#### Exercises to complete:
a. In the legislative vote summary, reproduce the passage starting with "Sen. Van De" and going on through "(four members excused)", substituting "high-risk facilities" for "high hazard facilities".
b. According to the legislative vote summary, by what vote did House Bill 1742 pass the House?

Sen. Kevin Van De Wege (D-Sequim) Yes
House Bill 1742, Concerning juvenile offenses that involve depictions of minors
Passed the Senate on April 10 by a vote of 25-19 (five members excused)
This bill would exclude minors from felony crimes involving dealing in depictions of a minor engaged in sexually explicit conduct and creates a new class of crimes that apply exclusively to minors. It would limit the crime of a minor dealing in depictions of another minor 13 years of age or older engaged in sexually explicit conduct to a gross misdemeanor. It also would exempt minors from being charged with a crime for depictions of themselves engaged in sexually explicit conduct unless they sell the depiction.
Supporters of the bill say that teenagers use smartphones every day and experience shows that many of them are using phones to send sexually explicit pictures of themselves. They say adults struggle to intervene because they know that any juvenile engaging in this conduct is guilty of a Class B sex offense under current law and would have to register as a sex offender. Juvenile conduct is very different from that of an adult and the statutory response needs to differentiate between the two.
Opponents of the bill as proposed say that while it is important to decriminalize possession because we want juveniles to report behavior and ask for help without getting in trouble, the bill is overly broad in exempting distribution of juvenile depictions of sexually explicit behavior from criminal prosecution. Proposed amendments to narrow such exemptions were rejected and the bill passed by a majority Democratic vote, with no Republican support. The bill passed the House last month on a 57-39 vote and it now goes back to the House to reconcile the House and Senate versions of the bill.
Sen. Van De Wege Yes
House Bill 1817, Ensuring for a skilled and trained workforce in high hazard facilities
Passed the Senate on April 10 by a vote of 29-16 (four members excused)

#### Rows:
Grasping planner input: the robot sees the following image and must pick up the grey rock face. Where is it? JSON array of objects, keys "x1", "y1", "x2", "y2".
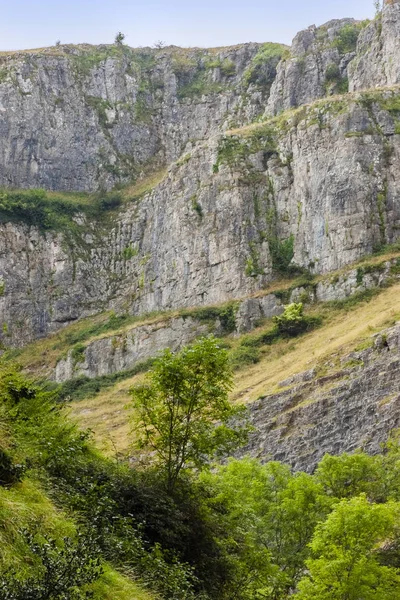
[
  {"x1": 348, "y1": 0, "x2": 400, "y2": 92},
  {"x1": 54, "y1": 318, "x2": 209, "y2": 382},
  {"x1": 266, "y1": 19, "x2": 356, "y2": 115},
  {"x1": 51, "y1": 259, "x2": 399, "y2": 387},
  {"x1": 0, "y1": 91, "x2": 400, "y2": 345},
  {"x1": 244, "y1": 325, "x2": 400, "y2": 471},
  {"x1": 0, "y1": 44, "x2": 278, "y2": 191},
  {"x1": 0, "y1": 3, "x2": 400, "y2": 345}
]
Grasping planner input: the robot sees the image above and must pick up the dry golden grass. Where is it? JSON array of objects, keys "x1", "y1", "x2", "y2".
[
  {"x1": 121, "y1": 167, "x2": 168, "y2": 201},
  {"x1": 70, "y1": 374, "x2": 144, "y2": 456},
  {"x1": 233, "y1": 284, "x2": 400, "y2": 402},
  {"x1": 71, "y1": 284, "x2": 400, "y2": 455}
]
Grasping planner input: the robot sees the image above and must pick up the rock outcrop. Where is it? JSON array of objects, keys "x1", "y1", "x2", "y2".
[
  {"x1": 244, "y1": 324, "x2": 400, "y2": 471},
  {"x1": 0, "y1": 3, "x2": 400, "y2": 346},
  {"x1": 0, "y1": 44, "x2": 284, "y2": 191}
]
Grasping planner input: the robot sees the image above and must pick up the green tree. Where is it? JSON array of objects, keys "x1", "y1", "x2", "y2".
[
  {"x1": 295, "y1": 495, "x2": 400, "y2": 600},
  {"x1": 201, "y1": 459, "x2": 332, "y2": 600},
  {"x1": 114, "y1": 31, "x2": 125, "y2": 46},
  {"x1": 315, "y1": 452, "x2": 388, "y2": 502},
  {"x1": 131, "y1": 337, "x2": 248, "y2": 492}
]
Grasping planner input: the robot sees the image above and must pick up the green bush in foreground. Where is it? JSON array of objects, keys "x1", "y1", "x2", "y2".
[{"x1": 0, "y1": 358, "x2": 400, "y2": 600}]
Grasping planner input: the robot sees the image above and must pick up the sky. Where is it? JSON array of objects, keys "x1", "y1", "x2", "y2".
[{"x1": 0, "y1": 0, "x2": 374, "y2": 50}]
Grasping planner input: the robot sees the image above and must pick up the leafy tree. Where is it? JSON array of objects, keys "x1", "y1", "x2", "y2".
[
  {"x1": 315, "y1": 452, "x2": 387, "y2": 501},
  {"x1": 202, "y1": 459, "x2": 331, "y2": 600},
  {"x1": 114, "y1": 31, "x2": 125, "y2": 46},
  {"x1": 131, "y1": 337, "x2": 248, "y2": 492},
  {"x1": 295, "y1": 496, "x2": 400, "y2": 600}
]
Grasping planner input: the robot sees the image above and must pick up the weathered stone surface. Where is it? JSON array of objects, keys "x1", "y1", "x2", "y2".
[
  {"x1": 54, "y1": 317, "x2": 209, "y2": 382},
  {"x1": 266, "y1": 19, "x2": 356, "y2": 115},
  {"x1": 52, "y1": 259, "x2": 399, "y2": 380},
  {"x1": 244, "y1": 324, "x2": 400, "y2": 471},
  {"x1": 0, "y1": 9, "x2": 400, "y2": 345},
  {"x1": 348, "y1": 0, "x2": 400, "y2": 92}
]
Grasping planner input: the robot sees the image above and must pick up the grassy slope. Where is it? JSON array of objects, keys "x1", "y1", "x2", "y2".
[
  {"x1": 65, "y1": 257, "x2": 400, "y2": 454},
  {"x1": 4, "y1": 244, "x2": 400, "y2": 455},
  {"x1": 0, "y1": 479, "x2": 154, "y2": 600}
]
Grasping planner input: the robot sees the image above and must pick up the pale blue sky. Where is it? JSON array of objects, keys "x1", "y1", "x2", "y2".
[{"x1": 0, "y1": 0, "x2": 374, "y2": 50}]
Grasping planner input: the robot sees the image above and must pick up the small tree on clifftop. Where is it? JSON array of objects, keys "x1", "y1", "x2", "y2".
[{"x1": 131, "y1": 337, "x2": 248, "y2": 492}]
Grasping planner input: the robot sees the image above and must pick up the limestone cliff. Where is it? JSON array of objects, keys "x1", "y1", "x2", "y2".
[{"x1": 0, "y1": 3, "x2": 400, "y2": 345}]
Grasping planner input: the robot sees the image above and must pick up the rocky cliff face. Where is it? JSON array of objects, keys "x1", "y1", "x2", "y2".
[
  {"x1": 0, "y1": 3, "x2": 400, "y2": 345},
  {"x1": 244, "y1": 324, "x2": 400, "y2": 471},
  {"x1": 0, "y1": 44, "x2": 283, "y2": 191}
]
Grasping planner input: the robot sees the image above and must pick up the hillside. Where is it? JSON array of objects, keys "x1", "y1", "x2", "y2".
[{"x1": 0, "y1": 0, "x2": 400, "y2": 600}]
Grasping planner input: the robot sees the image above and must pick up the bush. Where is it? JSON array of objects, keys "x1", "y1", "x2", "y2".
[
  {"x1": 231, "y1": 344, "x2": 261, "y2": 371},
  {"x1": 0, "y1": 447, "x2": 24, "y2": 486},
  {"x1": 0, "y1": 531, "x2": 102, "y2": 600},
  {"x1": 274, "y1": 302, "x2": 320, "y2": 336}
]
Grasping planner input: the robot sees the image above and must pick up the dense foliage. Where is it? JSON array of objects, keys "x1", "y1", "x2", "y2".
[
  {"x1": 0, "y1": 352, "x2": 400, "y2": 600},
  {"x1": 132, "y1": 337, "x2": 246, "y2": 492}
]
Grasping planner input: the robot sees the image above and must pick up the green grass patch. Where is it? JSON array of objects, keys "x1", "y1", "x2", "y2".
[
  {"x1": 52, "y1": 358, "x2": 155, "y2": 402},
  {"x1": 0, "y1": 188, "x2": 122, "y2": 233}
]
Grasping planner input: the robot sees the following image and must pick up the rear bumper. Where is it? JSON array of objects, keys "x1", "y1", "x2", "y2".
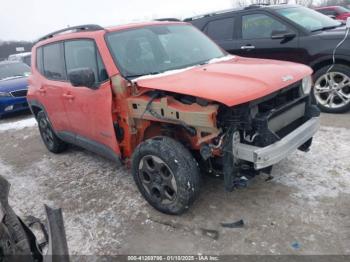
[
  {"x1": 233, "y1": 117, "x2": 320, "y2": 170},
  {"x1": 0, "y1": 97, "x2": 29, "y2": 115}
]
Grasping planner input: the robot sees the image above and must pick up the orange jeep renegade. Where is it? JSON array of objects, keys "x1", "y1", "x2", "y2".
[{"x1": 27, "y1": 21, "x2": 319, "y2": 214}]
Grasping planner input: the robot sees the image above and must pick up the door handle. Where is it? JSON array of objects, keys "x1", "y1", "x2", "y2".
[
  {"x1": 62, "y1": 94, "x2": 74, "y2": 100},
  {"x1": 241, "y1": 45, "x2": 255, "y2": 50},
  {"x1": 38, "y1": 87, "x2": 46, "y2": 94}
]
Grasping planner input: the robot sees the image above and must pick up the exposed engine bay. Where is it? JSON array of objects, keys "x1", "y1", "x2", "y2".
[{"x1": 114, "y1": 74, "x2": 319, "y2": 191}]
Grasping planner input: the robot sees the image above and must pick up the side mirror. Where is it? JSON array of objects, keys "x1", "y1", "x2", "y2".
[
  {"x1": 68, "y1": 68, "x2": 96, "y2": 89},
  {"x1": 271, "y1": 31, "x2": 296, "y2": 39}
]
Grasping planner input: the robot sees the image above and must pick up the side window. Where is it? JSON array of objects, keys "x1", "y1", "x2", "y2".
[
  {"x1": 64, "y1": 40, "x2": 108, "y2": 83},
  {"x1": 242, "y1": 14, "x2": 288, "y2": 39},
  {"x1": 36, "y1": 47, "x2": 44, "y2": 74},
  {"x1": 206, "y1": 17, "x2": 234, "y2": 40},
  {"x1": 42, "y1": 43, "x2": 67, "y2": 80},
  {"x1": 322, "y1": 9, "x2": 337, "y2": 16}
]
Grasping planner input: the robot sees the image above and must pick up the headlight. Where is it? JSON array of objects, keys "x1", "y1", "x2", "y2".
[
  {"x1": 0, "y1": 92, "x2": 11, "y2": 97},
  {"x1": 301, "y1": 76, "x2": 312, "y2": 95}
]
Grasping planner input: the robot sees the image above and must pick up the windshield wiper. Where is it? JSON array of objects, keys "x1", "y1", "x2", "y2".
[
  {"x1": 311, "y1": 24, "x2": 342, "y2": 32},
  {"x1": 0, "y1": 75, "x2": 24, "y2": 80},
  {"x1": 125, "y1": 71, "x2": 162, "y2": 78}
]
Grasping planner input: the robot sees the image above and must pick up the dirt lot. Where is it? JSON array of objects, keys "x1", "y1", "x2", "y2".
[{"x1": 0, "y1": 111, "x2": 350, "y2": 254}]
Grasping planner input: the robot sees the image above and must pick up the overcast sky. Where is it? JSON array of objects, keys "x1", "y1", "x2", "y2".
[{"x1": 0, "y1": 0, "x2": 234, "y2": 40}]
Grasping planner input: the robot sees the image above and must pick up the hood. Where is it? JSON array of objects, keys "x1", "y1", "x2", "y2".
[
  {"x1": 134, "y1": 56, "x2": 312, "y2": 106},
  {"x1": 318, "y1": 26, "x2": 346, "y2": 40},
  {"x1": 0, "y1": 77, "x2": 28, "y2": 93}
]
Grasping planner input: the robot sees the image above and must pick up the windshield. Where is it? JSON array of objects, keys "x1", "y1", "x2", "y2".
[
  {"x1": 107, "y1": 25, "x2": 226, "y2": 77},
  {"x1": 337, "y1": 6, "x2": 350, "y2": 14},
  {"x1": 0, "y1": 63, "x2": 30, "y2": 80},
  {"x1": 276, "y1": 7, "x2": 342, "y2": 32}
]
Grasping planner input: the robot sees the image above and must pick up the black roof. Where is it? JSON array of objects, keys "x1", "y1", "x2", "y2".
[
  {"x1": 36, "y1": 24, "x2": 104, "y2": 43},
  {"x1": 184, "y1": 4, "x2": 299, "y2": 22}
]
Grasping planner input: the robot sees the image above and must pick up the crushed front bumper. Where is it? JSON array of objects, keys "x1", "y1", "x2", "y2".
[{"x1": 233, "y1": 117, "x2": 320, "y2": 170}]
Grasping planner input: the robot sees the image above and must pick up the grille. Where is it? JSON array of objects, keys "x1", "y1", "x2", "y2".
[{"x1": 10, "y1": 89, "x2": 28, "y2": 97}]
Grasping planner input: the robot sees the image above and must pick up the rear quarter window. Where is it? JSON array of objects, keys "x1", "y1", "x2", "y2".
[
  {"x1": 42, "y1": 43, "x2": 67, "y2": 80},
  {"x1": 36, "y1": 47, "x2": 44, "y2": 75},
  {"x1": 205, "y1": 17, "x2": 234, "y2": 40}
]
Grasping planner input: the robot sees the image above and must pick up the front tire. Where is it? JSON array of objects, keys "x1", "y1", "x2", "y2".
[
  {"x1": 36, "y1": 111, "x2": 67, "y2": 154},
  {"x1": 131, "y1": 137, "x2": 200, "y2": 215},
  {"x1": 312, "y1": 64, "x2": 350, "y2": 113}
]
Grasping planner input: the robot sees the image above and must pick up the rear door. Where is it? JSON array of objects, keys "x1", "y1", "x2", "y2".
[
  {"x1": 235, "y1": 12, "x2": 303, "y2": 62},
  {"x1": 203, "y1": 16, "x2": 237, "y2": 53},
  {"x1": 36, "y1": 42, "x2": 70, "y2": 131},
  {"x1": 63, "y1": 39, "x2": 119, "y2": 156}
]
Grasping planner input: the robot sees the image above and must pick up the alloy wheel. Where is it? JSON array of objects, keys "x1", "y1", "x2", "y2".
[
  {"x1": 314, "y1": 72, "x2": 350, "y2": 109},
  {"x1": 139, "y1": 155, "x2": 177, "y2": 204}
]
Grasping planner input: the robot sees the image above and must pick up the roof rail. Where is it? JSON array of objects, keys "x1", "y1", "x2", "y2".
[
  {"x1": 183, "y1": 8, "x2": 242, "y2": 22},
  {"x1": 154, "y1": 17, "x2": 181, "y2": 22},
  {"x1": 36, "y1": 24, "x2": 104, "y2": 43}
]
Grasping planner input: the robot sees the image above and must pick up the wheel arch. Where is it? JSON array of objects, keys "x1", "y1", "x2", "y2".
[{"x1": 310, "y1": 57, "x2": 350, "y2": 73}]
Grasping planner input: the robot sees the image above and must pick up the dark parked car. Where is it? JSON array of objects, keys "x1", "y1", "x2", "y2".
[
  {"x1": 315, "y1": 6, "x2": 350, "y2": 21},
  {"x1": 8, "y1": 52, "x2": 32, "y2": 66},
  {"x1": 185, "y1": 5, "x2": 350, "y2": 113},
  {"x1": 0, "y1": 61, "x2": 30, "y2": 118}
]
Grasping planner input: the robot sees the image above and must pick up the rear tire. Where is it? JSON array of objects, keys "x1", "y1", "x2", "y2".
[
  {"x1": 36, "y1": 111, "x2": 67, "y2": 154},
  {"x1": 312, "y1": 64, "x2": 350, "y2": 113},
  {"x1": 131, "y1": 137, "x2": 200, "y2": 215}
]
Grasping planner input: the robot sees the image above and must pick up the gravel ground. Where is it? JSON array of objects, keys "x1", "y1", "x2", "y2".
[{"x1": 0, "y1": 111, "x2": 350, "y2": 255}]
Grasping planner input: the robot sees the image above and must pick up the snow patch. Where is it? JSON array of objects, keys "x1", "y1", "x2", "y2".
[
  {"x1": 274, "y1": 127, "x2": 350, "y2": 204},
  {"x1": 132, "y1": 55, "x2": 234, "y2": 83},
  {"x1": 0, "y1": 118, "x2": 37, "y2": 132}
]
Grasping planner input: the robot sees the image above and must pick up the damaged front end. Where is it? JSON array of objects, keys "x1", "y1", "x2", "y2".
[{"x1": 218, "y1": 81, "x2": 320, "y2": 190}]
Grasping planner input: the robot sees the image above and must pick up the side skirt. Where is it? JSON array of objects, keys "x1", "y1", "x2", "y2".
[{"x1": 56, "y1": 131, "x2": 122, "y2": 166}]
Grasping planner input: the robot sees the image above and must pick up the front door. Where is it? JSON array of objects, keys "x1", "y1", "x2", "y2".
[
  {"x1": 36, "y1": 42, "x2": 70, "y2": 132},
  {"x1": 63, "y1": 39, "x2": 119, "y2": 156},
  {"x1": 232, "y1": 13, "x2": 304, "y2": 62}
]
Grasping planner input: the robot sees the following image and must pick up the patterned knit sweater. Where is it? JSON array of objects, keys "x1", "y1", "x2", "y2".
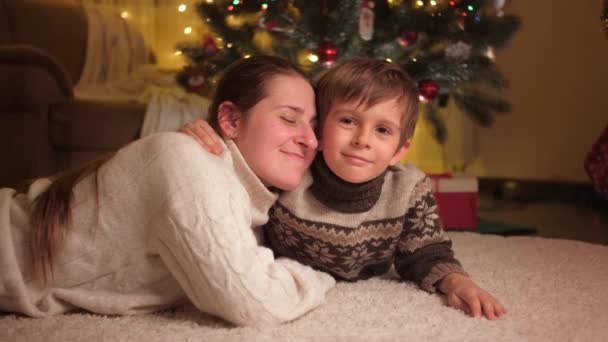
[{"x1": 264, "y1": 154, "x2": 466, "y2": 292}]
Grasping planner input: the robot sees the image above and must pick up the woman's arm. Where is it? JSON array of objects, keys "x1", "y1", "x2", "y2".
[{"x1": 153, "y1": 135, "x2": 335, "y2": 325}]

#### Task responses:
a.
Sen. Van De Wege Yes
House Bill 1817, Ensuring for a skilled and trained workforce in high-risk facilities
Passed the Senate on April 10 by a vote of 29-16 (four members excused)

b. It passed the House on a 57-39 vote.